Phase 2: Data Conversion

Convert non-CSV formats to standardized CSV:

  • Excel files (Chile, Peru, UK) → CSV
  • PDF files (Faroe Islands, Taiwan) → Structured data (may require manual processing)

Phase 3: Enhanced Import Scripts

Create import scripts using the Phase 1 enhanced template that includes:

  • Temporal tracking
  • Change detection
  • Confirmation tracking
  • Data lineage

Architecture

Raw Files → Conversion → Cleaned CSV → Staging → Intelligence Reports
↓ ↓ ↓ ↓ ↓
PDF/Excel Python Validation PostgreSQL Confirmation
Scripts Tables Tracking

Implementation Plan

1. Source Creation Script

-- Add Chile regional sources
INSERT INTO original_sources_vessels (
source_shortname,
source_fullname,
source_types,
country_id,
authority_level,
data_quality_score
) VALUES
('CHL_RPA_I', 'Chile Region I (Tarapacá) Vessel Registry', '{COUNTRY}',
(SELECT country_id FROM countries WHERE iso_alpha3 = 'CHL'),
'AUTHORITATIVE', 0.80),
('CHL_RPA_II', 'Chile Region II (Antofagasta) Vessel Registry', '{COUNTRY}',
(SELECT country_id FROM countries WHERE iso_alpha3 = 'CHL'),
'AUTHORITATIVE', 0.80),
-- ... continue for all regions
('CHL_LTP_PEP', 'Chile LTP-PEP Vessel Registry', '{COUNTRY}',
(SELECT country_id FROM countries WHERE iso_alpha3 = 'CHL'),
'AUTHORITATIVE', 0.80),
('PER_VESSELS', 'Peru National Vessel Registry', '{COUNTRY}',
(SELECT country_id FROM countries WHERE iso_alpha3 = 'PER'),
'AUTHORITATIVE', 0.80),
('PNA_FSMA', 'PNA Vessel Registry (FSMA)', '{INTERGOV}',
NULL, 'AUTHORITATIVE', 0.85),
('PNA_TUNA', 'PNA Tuna Vessel Registry', '{INTERGOV}',
NULL, 'AUTHORITATIVE', 0.85);

2. Data Conversion Tools

  • Use Python pandas for Excel → CSV conversion
  • Implement validation for each source's specific format
  • Handle character encoding issues (especially Spanish/Portuguese names)

• • • • • • •

▶ _Objective 1_:
Rewrite the part of the vessel registry import plan starting with "Phase 2: Data" and going on through "require manual processing)", replacing "Data Conversion" with "Format Conversion" wherever it occurs.
▶ _Objective 2_:
Extend the vessel registry import plan past its last sentence, keeping its format and technical register.

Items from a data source
• • • • • • •

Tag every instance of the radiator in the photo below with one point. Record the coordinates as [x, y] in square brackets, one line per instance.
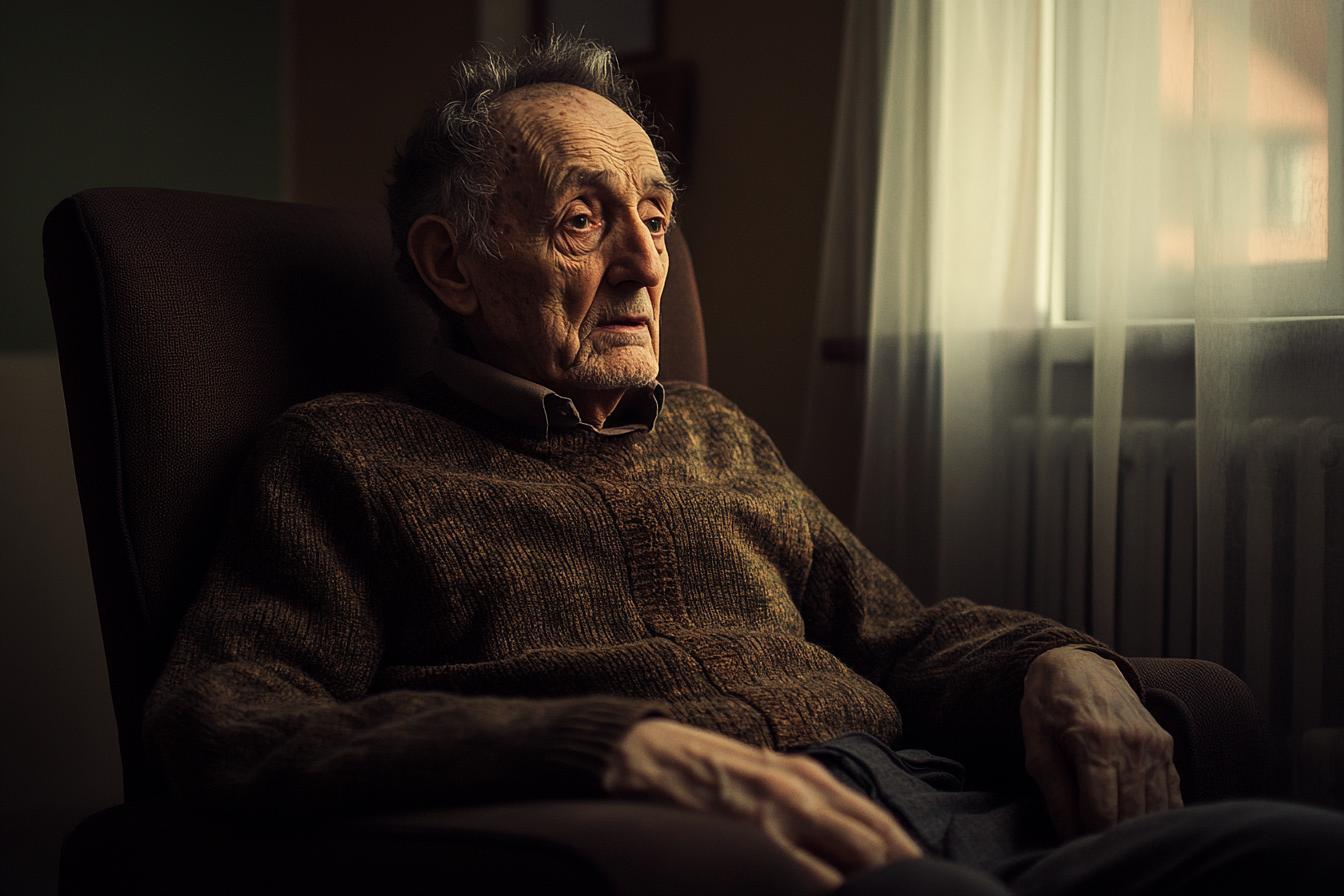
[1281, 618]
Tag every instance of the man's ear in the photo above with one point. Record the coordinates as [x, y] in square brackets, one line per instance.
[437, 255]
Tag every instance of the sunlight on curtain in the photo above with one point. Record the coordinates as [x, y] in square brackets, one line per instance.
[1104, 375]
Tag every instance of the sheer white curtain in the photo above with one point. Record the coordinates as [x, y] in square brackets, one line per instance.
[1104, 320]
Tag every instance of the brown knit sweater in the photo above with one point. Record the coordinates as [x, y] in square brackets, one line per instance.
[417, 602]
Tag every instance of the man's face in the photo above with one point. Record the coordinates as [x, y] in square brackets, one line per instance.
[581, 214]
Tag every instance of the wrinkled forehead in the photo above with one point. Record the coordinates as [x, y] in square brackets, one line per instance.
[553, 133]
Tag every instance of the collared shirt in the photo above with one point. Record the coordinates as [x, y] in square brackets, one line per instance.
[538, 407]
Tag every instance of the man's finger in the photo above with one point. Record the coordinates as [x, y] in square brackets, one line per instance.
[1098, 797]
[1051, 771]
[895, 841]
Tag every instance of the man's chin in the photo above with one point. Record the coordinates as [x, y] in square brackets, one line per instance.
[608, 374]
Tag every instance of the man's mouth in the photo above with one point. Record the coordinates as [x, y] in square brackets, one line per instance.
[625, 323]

• • • • • • •

▶ _Response 1_:
Phase 2: Format Conversion

Convert non-CSV formats to standardized CSV:

  • Excel files (Chile, Peru, UK) → CSV
  • PDF files (Faroe Islands, Taiwan) → Structured data (may require manual processing)

▶ _Response 2_:
  • Preserve all original data fields

3. Import Scripts

Based on the enhanced template, create specific importers for:

  • Each Chile region (handle regional differences)
  • Peru vessels (handle Spanish field names)
  • PNA registries (handle Pacific island specifics)

Data Quality Considerations

Field Mapping Challenges

  • CFR (EU): Community Fleet Register number
  • ADFG Number (USA Alaska): Alaska Department of Fish & Game ID
  • Registration variations: Each country has unique identifiers

Standardization Approach

  1. Map country-specific IDs to vessel_external_identifiers
  2. Extract IMO, IRCS, MMSI where available
  3. Store country-specific fields in JSONB
  4. Calculate data completeness scores

Consequences

Positive

  • Adds ~50,000+ vessels from national registries
  • Increases cross-source confirmations
  • Improves coverage of artisanal fleets (Chile, Peru)
  • Enhances Pacific island coverage (PNA)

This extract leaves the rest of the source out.